- _List of tasks_
1) In the comment thread on conservatism and gender, what do conservatisms always claim to stand for?
2) Output the lines of the records as a numbered list, starting at the line that contains "Draw the outline of every instance of the blurred" and ending at the last line of the records, with blank lines left out.

--- START OF Extracted text ---

In many cases, "conservative" views are actually new! Conservatisms always claim to stand for the values of the past, but they quite often make up a past that didn't actually occur.

“The past” - you know, back when they were much younger and didn’t know how the world worked, so they made up a bunch of assumptions in their head and got mad whenever anyone told them they were wrong because it was obvious they were right since they’re brilliant and they came up with it.

I think it would add some much needed levity to the public conversation if we started referring to people as "Tumtums"

“Honey what’s wrong, you’ve barely touched your Androgyn-Os.”

Hermaphroditus is literally older than Jesus. Of course the ancients knew about them. We still use their words to describe Hermaphrodites.

I always say if it's in nature it's totally fine. And we see this in nature, Godzilla also swapped his gender mid-movie so what is the freaking problem with some people to acknowledge this?

In shinto tradition there are male, female, and deities with no gender as well. They believe they were venerated before the common era.

--- END OF Extracted text ---
--- START OF Rows ---

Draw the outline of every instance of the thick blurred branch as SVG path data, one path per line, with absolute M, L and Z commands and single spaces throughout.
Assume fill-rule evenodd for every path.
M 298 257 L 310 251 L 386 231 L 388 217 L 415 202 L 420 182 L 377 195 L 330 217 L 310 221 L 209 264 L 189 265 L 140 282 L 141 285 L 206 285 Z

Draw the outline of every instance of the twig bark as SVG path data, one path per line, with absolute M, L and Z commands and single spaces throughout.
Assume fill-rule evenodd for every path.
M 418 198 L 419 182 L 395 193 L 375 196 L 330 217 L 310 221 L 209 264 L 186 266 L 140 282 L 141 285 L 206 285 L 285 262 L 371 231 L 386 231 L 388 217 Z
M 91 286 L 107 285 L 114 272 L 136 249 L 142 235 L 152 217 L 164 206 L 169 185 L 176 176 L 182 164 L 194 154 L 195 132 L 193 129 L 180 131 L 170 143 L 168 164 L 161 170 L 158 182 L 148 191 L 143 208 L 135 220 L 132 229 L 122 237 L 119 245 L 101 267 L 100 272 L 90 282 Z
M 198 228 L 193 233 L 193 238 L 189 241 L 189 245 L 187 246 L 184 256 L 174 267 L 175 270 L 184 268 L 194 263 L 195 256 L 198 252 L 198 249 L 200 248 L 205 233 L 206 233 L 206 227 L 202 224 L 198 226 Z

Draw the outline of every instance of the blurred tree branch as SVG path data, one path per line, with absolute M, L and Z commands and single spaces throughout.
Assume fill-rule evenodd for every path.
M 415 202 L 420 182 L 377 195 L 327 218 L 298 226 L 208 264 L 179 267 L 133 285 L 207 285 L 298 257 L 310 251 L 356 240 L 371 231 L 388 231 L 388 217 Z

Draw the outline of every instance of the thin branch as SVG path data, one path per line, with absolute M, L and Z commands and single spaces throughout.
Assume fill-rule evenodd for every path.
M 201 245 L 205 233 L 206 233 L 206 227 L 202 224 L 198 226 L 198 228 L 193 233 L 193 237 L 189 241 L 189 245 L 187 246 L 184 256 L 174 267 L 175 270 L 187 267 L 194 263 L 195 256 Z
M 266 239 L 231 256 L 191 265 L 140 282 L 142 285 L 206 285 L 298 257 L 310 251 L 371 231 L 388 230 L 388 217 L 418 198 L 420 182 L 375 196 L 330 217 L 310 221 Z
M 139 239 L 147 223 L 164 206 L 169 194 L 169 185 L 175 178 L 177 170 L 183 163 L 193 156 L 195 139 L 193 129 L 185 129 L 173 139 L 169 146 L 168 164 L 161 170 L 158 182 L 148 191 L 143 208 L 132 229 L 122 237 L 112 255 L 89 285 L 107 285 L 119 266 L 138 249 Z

--- END OF Rows ---

- _The replies_
1) The values of the past.

2)
1. Draw the outline of every instance of the blurred tree branch as SVG path data, one path per line, with absolute M, L and Z commands and single spaces throughout.
2. Assume fill-rule evenodd for every path.
3. M 415 202 L 420 182 L 377 195 L 327 218 L 298 226 L 208 264 L 179 267 L 133 285 L 207 285 L 298 257 L 310 251 L 356 240 L 371 231 L 388 231 L 388 217 Z
4. Draw the outline of every instance of the thin branch as SVG path data, one path per line, with absolute M, L and Z commands and single spaces throughout.
5. Assume fill-rule evenodd for every path.
6. M 201 245 L 205 233 L 206 233 L 206 227 L 202 224 L 198 226 L 198 228 L 193 233 L 193 237 L 189 241 L 189 245 L 187 246 L 184 256 L 174 267 L 175 270 L 187 267 L 194 263 L 195 256 Z
7. M 266 239 L 231 256 L 191 265 L 140 282 L 142 285 L 206 285 L 298 257 L 310 251 L 371 231 L 388 230 L 388 217 L 418 198 L 420 182 L 375 196 L 330 217 L 310 221 Z
8. M 139 239 L 147 223 L 164 206 L 169 194 L 169 185 L 175 178 L 177 170 L 183 163 L 193 156 L 195 139 L 193 129 L 185 129 L 173 139 L 169 146 L 168 164 L 161 170 L 158 182 L 148 191 L 143 208 L 132 229 L 122 237 L 112 255 L 89 285 L 107 285 L 119 266 L 138 249 Z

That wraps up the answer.